---- Material shown

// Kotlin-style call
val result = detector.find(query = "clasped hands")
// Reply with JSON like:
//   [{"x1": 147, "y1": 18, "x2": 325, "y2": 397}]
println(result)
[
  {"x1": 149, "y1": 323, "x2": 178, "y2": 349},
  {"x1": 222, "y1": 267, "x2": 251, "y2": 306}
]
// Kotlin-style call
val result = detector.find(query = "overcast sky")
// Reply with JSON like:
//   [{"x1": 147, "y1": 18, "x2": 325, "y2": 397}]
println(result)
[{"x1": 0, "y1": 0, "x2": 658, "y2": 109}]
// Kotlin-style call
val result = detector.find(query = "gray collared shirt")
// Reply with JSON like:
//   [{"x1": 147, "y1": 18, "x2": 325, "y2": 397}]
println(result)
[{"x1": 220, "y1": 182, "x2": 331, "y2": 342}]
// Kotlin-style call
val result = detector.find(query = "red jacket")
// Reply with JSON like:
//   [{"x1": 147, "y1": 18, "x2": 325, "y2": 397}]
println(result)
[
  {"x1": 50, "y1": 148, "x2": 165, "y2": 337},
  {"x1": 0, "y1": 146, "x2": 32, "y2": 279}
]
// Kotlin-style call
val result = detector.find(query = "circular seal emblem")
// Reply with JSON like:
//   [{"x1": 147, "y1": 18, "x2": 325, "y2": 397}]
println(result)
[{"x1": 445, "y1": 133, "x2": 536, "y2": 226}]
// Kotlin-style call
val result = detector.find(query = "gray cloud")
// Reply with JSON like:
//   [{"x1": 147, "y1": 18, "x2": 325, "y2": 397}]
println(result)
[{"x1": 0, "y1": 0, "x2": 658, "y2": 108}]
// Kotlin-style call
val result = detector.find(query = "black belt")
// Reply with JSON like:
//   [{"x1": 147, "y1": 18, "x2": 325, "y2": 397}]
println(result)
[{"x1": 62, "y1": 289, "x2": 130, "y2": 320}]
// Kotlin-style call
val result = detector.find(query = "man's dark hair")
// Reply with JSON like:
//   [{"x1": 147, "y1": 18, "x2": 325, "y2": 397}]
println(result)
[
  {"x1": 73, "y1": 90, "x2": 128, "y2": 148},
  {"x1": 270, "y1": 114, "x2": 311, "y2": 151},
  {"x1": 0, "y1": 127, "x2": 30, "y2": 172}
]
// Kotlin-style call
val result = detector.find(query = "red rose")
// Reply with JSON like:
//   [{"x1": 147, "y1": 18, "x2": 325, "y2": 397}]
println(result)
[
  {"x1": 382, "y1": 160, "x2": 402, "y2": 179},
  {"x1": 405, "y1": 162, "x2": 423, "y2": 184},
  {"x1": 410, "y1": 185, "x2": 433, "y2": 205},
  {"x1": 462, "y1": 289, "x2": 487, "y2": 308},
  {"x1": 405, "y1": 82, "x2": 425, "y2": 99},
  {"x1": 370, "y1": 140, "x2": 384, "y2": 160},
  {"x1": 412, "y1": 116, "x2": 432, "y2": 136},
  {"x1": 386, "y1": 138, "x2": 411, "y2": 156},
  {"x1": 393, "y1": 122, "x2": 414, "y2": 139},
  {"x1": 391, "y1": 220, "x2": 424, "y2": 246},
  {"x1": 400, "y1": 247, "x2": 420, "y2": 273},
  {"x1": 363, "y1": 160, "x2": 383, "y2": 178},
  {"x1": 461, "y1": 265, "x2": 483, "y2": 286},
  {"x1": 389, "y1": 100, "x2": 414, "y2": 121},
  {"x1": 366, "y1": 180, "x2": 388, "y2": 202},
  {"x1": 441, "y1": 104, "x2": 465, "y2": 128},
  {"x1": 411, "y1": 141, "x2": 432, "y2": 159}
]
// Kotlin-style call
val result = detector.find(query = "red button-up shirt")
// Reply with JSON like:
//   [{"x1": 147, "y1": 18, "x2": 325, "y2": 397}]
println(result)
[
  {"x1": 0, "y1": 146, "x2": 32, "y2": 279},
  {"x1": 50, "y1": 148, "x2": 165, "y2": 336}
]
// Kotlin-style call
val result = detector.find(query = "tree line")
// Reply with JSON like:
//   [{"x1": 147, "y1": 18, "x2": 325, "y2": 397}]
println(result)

--------
---- Material shown

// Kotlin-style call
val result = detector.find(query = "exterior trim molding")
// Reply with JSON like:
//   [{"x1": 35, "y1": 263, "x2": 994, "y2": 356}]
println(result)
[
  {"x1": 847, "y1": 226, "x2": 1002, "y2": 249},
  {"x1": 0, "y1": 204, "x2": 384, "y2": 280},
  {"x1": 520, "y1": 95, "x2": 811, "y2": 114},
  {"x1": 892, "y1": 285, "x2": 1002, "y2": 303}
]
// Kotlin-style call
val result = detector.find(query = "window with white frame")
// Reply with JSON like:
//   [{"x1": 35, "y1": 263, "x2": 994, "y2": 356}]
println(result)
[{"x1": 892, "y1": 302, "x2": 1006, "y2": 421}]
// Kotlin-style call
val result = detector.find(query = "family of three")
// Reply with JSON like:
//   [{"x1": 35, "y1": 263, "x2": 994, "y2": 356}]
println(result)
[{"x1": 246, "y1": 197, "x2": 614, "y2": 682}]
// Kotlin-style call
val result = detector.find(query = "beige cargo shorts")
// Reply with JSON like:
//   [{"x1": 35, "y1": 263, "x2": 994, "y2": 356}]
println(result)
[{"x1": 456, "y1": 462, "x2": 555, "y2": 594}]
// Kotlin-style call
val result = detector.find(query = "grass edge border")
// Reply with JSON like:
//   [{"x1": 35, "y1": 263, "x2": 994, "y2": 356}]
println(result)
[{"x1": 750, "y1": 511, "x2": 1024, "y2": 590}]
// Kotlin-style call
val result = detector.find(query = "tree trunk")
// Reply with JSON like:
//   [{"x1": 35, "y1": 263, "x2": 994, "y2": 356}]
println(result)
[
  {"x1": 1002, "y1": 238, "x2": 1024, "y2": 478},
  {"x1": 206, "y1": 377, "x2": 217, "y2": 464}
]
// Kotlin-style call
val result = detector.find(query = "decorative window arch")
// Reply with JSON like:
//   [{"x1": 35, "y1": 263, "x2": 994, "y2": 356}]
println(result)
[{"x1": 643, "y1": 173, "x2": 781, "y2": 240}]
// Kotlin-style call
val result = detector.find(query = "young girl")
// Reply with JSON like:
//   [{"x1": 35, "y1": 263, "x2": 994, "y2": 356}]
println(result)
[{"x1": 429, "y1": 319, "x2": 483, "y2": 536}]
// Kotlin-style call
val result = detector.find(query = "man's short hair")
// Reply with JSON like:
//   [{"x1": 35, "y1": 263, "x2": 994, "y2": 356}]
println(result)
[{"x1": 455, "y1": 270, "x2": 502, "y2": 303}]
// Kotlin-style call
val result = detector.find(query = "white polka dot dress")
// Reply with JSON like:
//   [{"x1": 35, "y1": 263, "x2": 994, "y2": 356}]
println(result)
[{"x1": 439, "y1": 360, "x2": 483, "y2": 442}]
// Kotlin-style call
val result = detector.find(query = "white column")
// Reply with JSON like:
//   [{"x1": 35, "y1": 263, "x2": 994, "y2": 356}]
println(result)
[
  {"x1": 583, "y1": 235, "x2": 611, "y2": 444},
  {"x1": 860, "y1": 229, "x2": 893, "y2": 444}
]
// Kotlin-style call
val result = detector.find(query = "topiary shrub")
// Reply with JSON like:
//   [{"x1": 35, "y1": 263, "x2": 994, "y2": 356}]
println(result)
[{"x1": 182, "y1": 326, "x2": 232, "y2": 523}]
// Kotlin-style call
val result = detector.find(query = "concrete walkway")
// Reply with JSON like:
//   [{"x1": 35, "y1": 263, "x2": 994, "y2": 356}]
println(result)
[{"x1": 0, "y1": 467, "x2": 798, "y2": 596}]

--------

Problem to work on: Count the lines in the rows above that contain the word "hair". Give only the number.

Correct output: 2